*** Input data ***

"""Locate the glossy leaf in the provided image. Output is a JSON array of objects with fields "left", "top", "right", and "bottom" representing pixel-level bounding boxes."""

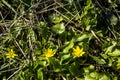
[
  {"left": 89, "top": 71, "right": 99, "bottom": 79},
  {"left": 110, "top": 15, "right": 118, "bottom": 25},
  {"left": 52, "top": 23, "right": 65, "bottom": 34},
  {"left": 63, "top": 39, "right": 74, "bottom": 53},
  {"left": 98, "top": 74, "right": 110, "bottom": 80},
  {"left": 74, "top": 34, "right": 91, "bottom": 42},
  {"left": 84, "top": 75, "right": 95, "bottom": 80},
  {"left": 108, "top": 49, "right": 120, "bottom": 57},
  {"left": 49, "top": 14, "right": 63, "bottom": 23},
  {"left": 37, "top": 69, "right": 43, "bottom": 80}
]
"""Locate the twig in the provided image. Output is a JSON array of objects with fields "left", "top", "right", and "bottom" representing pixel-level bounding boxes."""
[
  {"left": 7, "top": 67, "right": 21, "bottom": 80},
  {"left": 14, "top": 39, "right": 27, "bottom": 59},
  {"left": 91, "top": 30, "right": 103, "bottom": 44},
  {"left": 0, "top": 67, "right": 19, "bottom": 73},
  {"left": 37, "top": 3, "right": 70, "bottom": 14}
]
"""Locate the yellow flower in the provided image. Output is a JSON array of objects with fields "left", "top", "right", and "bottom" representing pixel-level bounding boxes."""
[
  {"left": 6, "top": 49, "right": 18, "bottom": 59},
  {"left": 117, "top": 62, "right": 120, "bottom": 69},
  {"left": 43, "top": 48, "right": 55, "bottom": 57},
  {"left": 73, "top": 46, "right": 85, "bottom": 57}
]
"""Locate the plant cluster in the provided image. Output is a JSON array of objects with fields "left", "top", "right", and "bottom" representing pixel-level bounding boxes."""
[{"left": 0, "top": 0, "right": 120, "bottom": 80}]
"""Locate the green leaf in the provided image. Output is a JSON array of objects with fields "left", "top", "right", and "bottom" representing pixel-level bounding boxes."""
[
  {"left": 49, "top": 58, "right": 60, "bottom": 72},
  {"left": 67, "top": 0, "right": 73, "bottom": 4},
  {"left": 80, "top": 0, "right": 93, "bottom": 19},
  {"left": 76, "top": 78, "right": 84, "bottom": 80},
  {"left": 105, "top": 44, "right": 116, "bottom": 54},
  {"left": 112, "top": 76, "right": 118, "bottom": 80},
  {"left": 52, "top": 23, "right": 65, "bottom": 34},
  {"left": 98, "top": 74, "right": 110, "bottom": 80},
  {"left": 84, "top": 67, "right": 90, "bottom": 74},
  {"left": 86, "top": 25, "right": 91, "bottom": 31},
  {"left": 49, "top": 14, "right": 63, "bottom": 23},
  {"left": 108, "top": 57, "right": 115, "bottom": 66},
  {"left": 37, "top": 69, "right": 43, "bottom": 80},
  {"left": 101, "top": 54, "right": 108, "bottom": 59},
  {"left": 108, "top": 49, "right": 120, "bottom": 57},
  {"left": 60, "top": 53, "right": 71, "bottom": 64},
  {"left": 37, "top": 21, "right": 47, "bottom": 28},
  {"left": 89, "top": 71, "right": 99, "bottom": 79},
  {"left": 110, "top": 15, "right": 118, "bottom": 25},
  {"left": 39, "top": 57, "right": 49, "bottom": 67},
  {"left": 117, "top": 57, "right": 120, "bottom": 62},
  {"left": 84, "top": 75, "right": 95, "bottom": 80},
  {"left": 63, "top": 39, "right": 74, "bottom": 53},
  {"left": 89, "top": 65, "right": 95, "bottom": 70},
  {"left": 74, "top": 34, "right": 90, "bottom": 42}
]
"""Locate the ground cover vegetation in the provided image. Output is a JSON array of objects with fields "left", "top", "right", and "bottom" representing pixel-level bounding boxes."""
[{"left": 0, "top": 0, "right": 120, "bottom": 80}]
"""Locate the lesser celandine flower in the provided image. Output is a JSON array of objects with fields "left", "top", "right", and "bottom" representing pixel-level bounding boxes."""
[
  {"left": 117, "top": 62, "right": 120, "bottom": 69},
  {"left": 43, "top": 48, "right": 55, "bottom": 57},
  {"left": 73, "top": 46, "right": 85, "bottom": 57},
  {"left": 6, "top": 49, "right": 18, "bottom": 59}
]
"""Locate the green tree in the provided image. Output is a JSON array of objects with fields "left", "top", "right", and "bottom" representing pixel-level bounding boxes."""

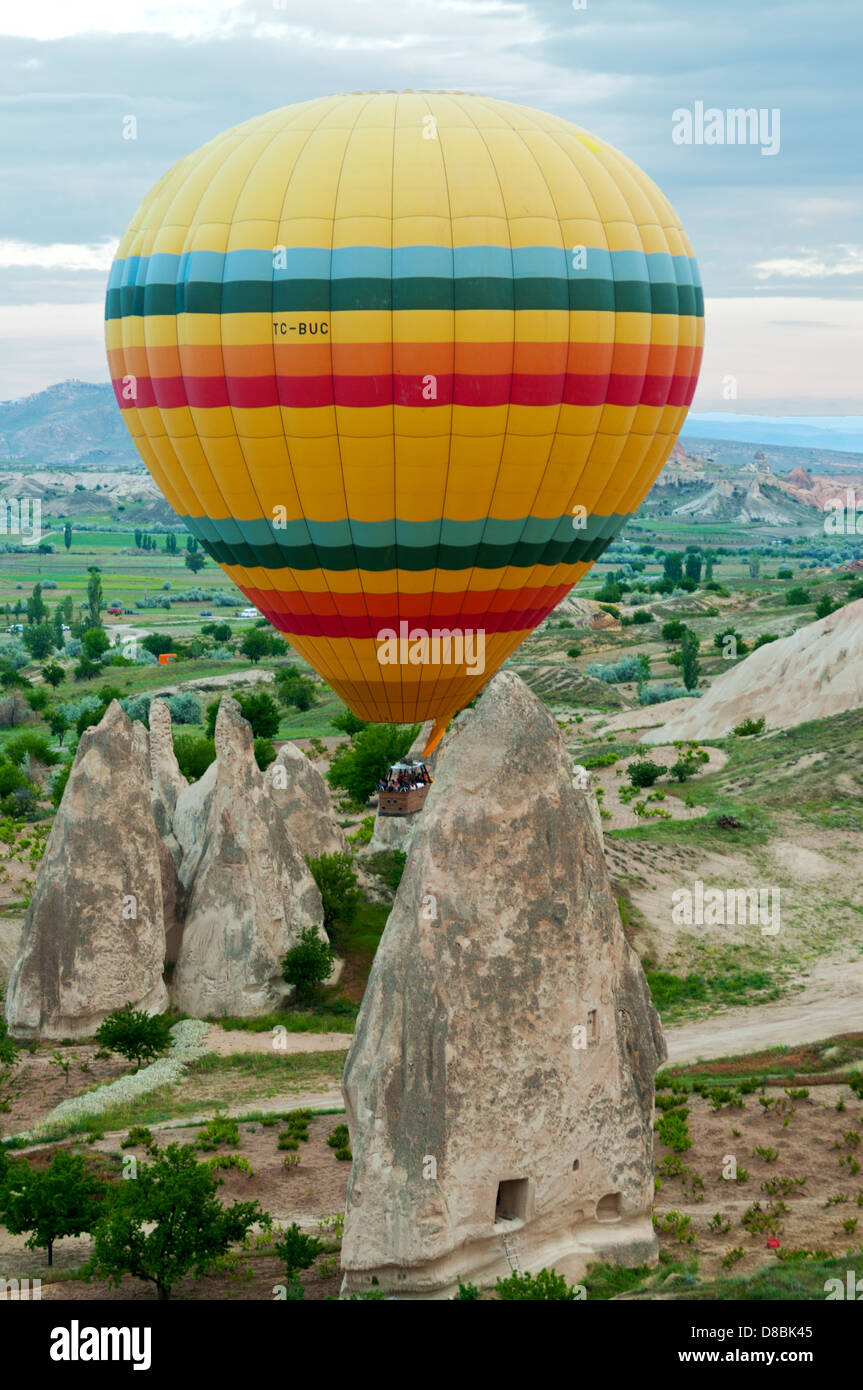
[
  {"left": 95, "top": 1004, "right": 173, "bottom": 1068},
  {"left": 186, "top": 535, "right": 199, "bottom": 552},
  {"left": 73, "top": 658, "right": 102, "bottom": 681},
  {"left": 140, "top": 632, "right": 175, "bottom": 657},
  {"left": 42, "top": 662, "right": 65, "bottom": 689},
  {"left": 748, "top": 551, "right": 761, "bottom": 579},
  {"left": 628, "top": 759, "right": 663, "bottom": 789},
  {"left": 22, "top": 621, "right": 55, "bottom": 660},
  {"left": 82, "top": 627, "right": 111, "bottom": 662},
  {"left": 680, "top": 627, "right": 701, "bottom": 690},
  {"left": 306, "top": 851, "right": 360, "bottom": 933},
  {"left": 815, "top": 594, "right": 840, "bottom": 619},
  {"left": 239, "top": 628, "right": 269, "bottom": 664},
  {"left": 88, "top": 1144, "right": 264, "bottom": 1300},
  {"left": 63, "top": 522, "right": 72, "bottom": 551},
  {"left": 173, "top": 733, "right": 216, "bottom": 781},
  {"left": 49, "top": 710, "right": 70, "bottom": 745},
  {"left": 332, "top": 709, "right": 368, "bottom": 738},
  {"left": 684, "top": 552, "right": 702, "bottom": 584},
  {"left": 661, "top": 619, "right": 686, "bottom": 642},
  {"left": 85, "top": 567, "right": 103, "bottom": 629},
  {"left": 0, "top": 1150, "right": 105, "bottom": 1266},
  {"left": 785, "top": 586, "right": 811, "bottom": 606},
  {"left": 26, "top": 583, "right": 47, "bottom": 625},
  {"left": 281, "top": 926, "right": 336, "bottom": 1002},
  {"left": 275, "top": 666, "right": 317, "bottom": 712},
  {"left": 663, "top": 551, "right": 683, "bottom": 583},
  {"left": 62, "top": 595, "right": 74, "bottom": 624},
  {"left": 185, "top": 551, "right": 206, "bottom": 574},
  {"left": 327, "top": 722, "right": 419, "bottom": 805}
]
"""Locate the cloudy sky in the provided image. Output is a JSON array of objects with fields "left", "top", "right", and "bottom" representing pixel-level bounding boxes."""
[{"left": 1, "top": 0, "right": 861, "bottom": 412}]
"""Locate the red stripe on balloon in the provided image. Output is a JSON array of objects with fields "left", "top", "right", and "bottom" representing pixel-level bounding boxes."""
[
  {"left": 114, "top": 371, "right": 700, "bottom": 412},
  {"left": 240, "top": 583, "right": 572, "bottom": 638}
]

*** End of Input data ***

◆ **Goal of the exercise**
Reproduce the material in its entirety and word for word, without the pictures.

◆ **Written reply**
"""Locate the glossy leaf in the provided image. Output is a JSON array of objects with fields "left", "top", "right", and "bottom" representing pixel-level bounding boxes."""

[
  {"left": 89, "top": 71, "right": 99, "bottom": 79},
  {"left": 110, "top": 15, "right": 118, "bottom": 25},
  {"left": 52, "top": 23, "right": 65, "bottom": 34},
  {"left": 63, "top": 39, "right": 74, "bottom": 53},
  {"left": 98, "top": 74, "right": 110, "bottom": 80},
  {"left": 74, "top": 34, "right": 91, "bottom": 42},
  {"left": 84, "top": 75, "right": 95, "bottom": 80},
  {"left": 108, "top": 49, "right": 120, "bottom": 57},
  {"left": 49, "top": 14, "right": 63, "bottom": 23},
  {"left": 37, "top": 69, "right": 43, "bottom": 80}
]
"""Locate the twig in the provided image. Output is a JSON array of objects with fields "left", "top", "right", and "bottom" representing pixel-level bounding boxes."""
[
  {"left": 7, "top": 67, "right": 21, "bottom": 80},
  {"left": 14, "top": 39, "right": 27, "bottom": 59},
  {"left": 91, "top": 30, "right": 103, "bottom": 44},
  {"left": 0, "top": 67, "right": 19, "bottom": 73},
  {"left": 37, "top": 3, "right": 70, "bottom": 14}
]
"""Locate the yellow flower in the provided image. Output is a JSON array of objects with fields "left", "top", "right", and "bottom" representing pixel-level bounding boxes."""
[
  {"left": 6, "top": 49, "right": 18, "bottom": 59},
  {"left": 117, "top": 62, "right": 120, "bottom": 69},
  {"left": 43, "top": 48, "right": 55, "bottom": 57},
  {"left": 73, "top": 46, "right": 85, "bottom": 57}
]
"""Locate the plant cluster in the provided image. Output is a JSON array of objects with fields "left", "top", "right", and "bottom" representing pixel-level bounding boxes."""
[{"left": 0, "top": 0, "right": 120, "bottom": 80}]
"""Locate the green leaf in the provided image. Output is a JSON array of objects with fields "left", "top", "right", and "bottom" representing pixel-level bounding boxes."""
[
  {"left": 49, "top": 58, "right": 60, "bottom": 72},
  {"left": 67, "top": 0, "right": 73, "bottom": 4},
  {"left": 80, "top": 0, "right": 93, "bottom": 19},
  {"left": 76, "top": 78, "right": 84, "bottom": 80},
  {"left": 105, "top": 44, "right": 116, "bottom": 54},
  {"left": 112, "top": 76, "right": 118, "bottom": 80},
  {"left": 52, "top": 23, "right": 65, "bottom": 34},
  {"left": 98, "top": 74, "right": 110, "bottom": 80},
  {"left": 84, "top": 67, "right": 90, "bottom": 74},
  {"left": 86, "top": 25, "right": 91, "bottom": 31},
  {"left": 49, "top": 14, "right": 63, "bottom": 23},
  {"left": 108, "top": 57, "right": 115, "bottom": 66},
  {"left": 37, "top": 69, "right": 43, "bottom": 80},
  {"left": 101, "top": 54, "right": 108, "bottom": 59},
  {"left": 108, "top": 49, "right": 120, "bottom": 57},
  {"left": 60, "top": 53, "right": 71, "bottom": 64},
  {"left": 37, "top": 21, "right": 47, "bottom": 28},
  {"left": 89, "top": 71, "right": 99, "bottom": 79},
  {"left": 110, "top": 15, "right": 118, "bottom": 25},
  {"left": 39, "top": 57, "right": 49, "bottom": 67},
  {"left": 117, "top": 57, "right": 120, "bottom": 62},
  {"left": 84, "top": 75, "right": 95, "bottom": 80},
  {"left": 63, "top": 39, "right": 74, "bottom": 53},
  {"left": 89, "top": 65, "right": 95, "bottom": 70},
  {"left": 74, "top": 34, "right": 90, "bottom": 42}
]
"""Locate the ground cover vegetation in the provided image. Output is a JSON array of objects with fields "left", "top", "right", and "bottom" representing pixel-level bounding boxes."""
[{"left": 0, "top": 0, "right": 120, "bottom": 80}]
"""Locate the lesser celandine flower in the provided image. Output is a JSON array of objects with fields "left", "top", "right", and "bottom" representing pixel-level bounding boxes."""
[
  {"left": 117, "top": 62, "right": 120, "bottom": 69},
  {"left": 43, "top": 48, "right": 55, "bottom": 57},
  {"left": 73, "top": 46, "right": 85, "bottom": 57},
  {"left": 6, "top": 49, "right": 18, "bottom": 59}
]
"""Locate the green tree in the provided image. Output is a JSON array of objects with fields "left", "top", "right", and "bottom" representing pixel-level bounding boxes."""

[
  {"left": 95, "top": 1004, "right": 173, "bottom": 1068},
  {"left": 186, "top": 535, "right": 199, "bottom": 552},
  {"left": 73, "top": 658, "right": 102, "bottom": 681},
  {"left": 140, "top": 632, "right": 175, "bottom": 657},
  {"left": 42, "top": 662, "right": 65, "bottom": 689},
  {"left": 748, "top": 551, "right": 761, "bottom": 579},
  {"left": 628, "top": 759, "right": 663, "bottom": 789},
  {"left": 22, "top": 621, "right": 55, "bottom": 660},
  {"left": 82, "top": 627, "right": 111, "bottom": 662},
  {"left": 680, "top": 627, "right": 701, "bottom": 690},
  {"left": 306, "top": 851, "right": 360, "bottom": 933},
  {"left": 815, "top": 594, "right": 840, "bottom": 619},
  {"left": 239, "top": 628, "right": 269, "bottom": 664},
  {"left": 88, "top": 1144, "right": 264, "bottom": 1300},
  {"left": 63, "top": 522, "right": 72, "bottom": 551},
  {"left": 173, "top": 733, "right": 216, "bottom": 781},
  {"left": 49, "top": 710, "right": 70, "bottom": 745},
  {"left": 332, "top": 709, "right": 368, "bottom": 738},
  {"left": 684, "top": 552, "right": 702, "bottom": 584},
  {"left": 661, "top": 619, "right": 686, "bottom": 642},
  {"left": 85, "top": 567, "right": 103, "bottom": 629},
  {"left": 0, "top": 1150, "right": 105, "bottom": 1266},
  {"left": 785, "top": 586, "right": 811, "bottom": 606},
  {"left": 26, "top": 583, "right": 47, "bottom": 625},
  {"left": 281, "top": 926, "right": 336, "bottom": 1002},
  {"left": 275, "top": 666, "right": 317, "bottom": 712},
  {"left": 663, "top": 551, "right": 683, "bottom": 583},
  {"left": 62, "top": 595, "right": 74, "bottom": 624},
  {"left": 185, "top": 551, "right": 206, "bottom": 574},
  {"left": 327, "top": 722, "right": 419, "bottom": 805}
]
"""Locate the cloudy sky in the provided image. Output is a JSON array of objects with fields "left", "top", "right", and "bottom" representing pixel-level bounding boxes."""
[{"left": 1, "top": 0, "right": 861, "bottom": 412}]
"""Locate the red stripe on balloon in the provided image. Output is a JSON array of objects with fields "left", "top", "right", and "bottom" representing pixel-level bounding boxes."""
[
  {"left": 114, "top": 371, "right": 700, "bottom": 412},
  {"left": 240, "top": 583, "right": 572, "bottom": 638}
]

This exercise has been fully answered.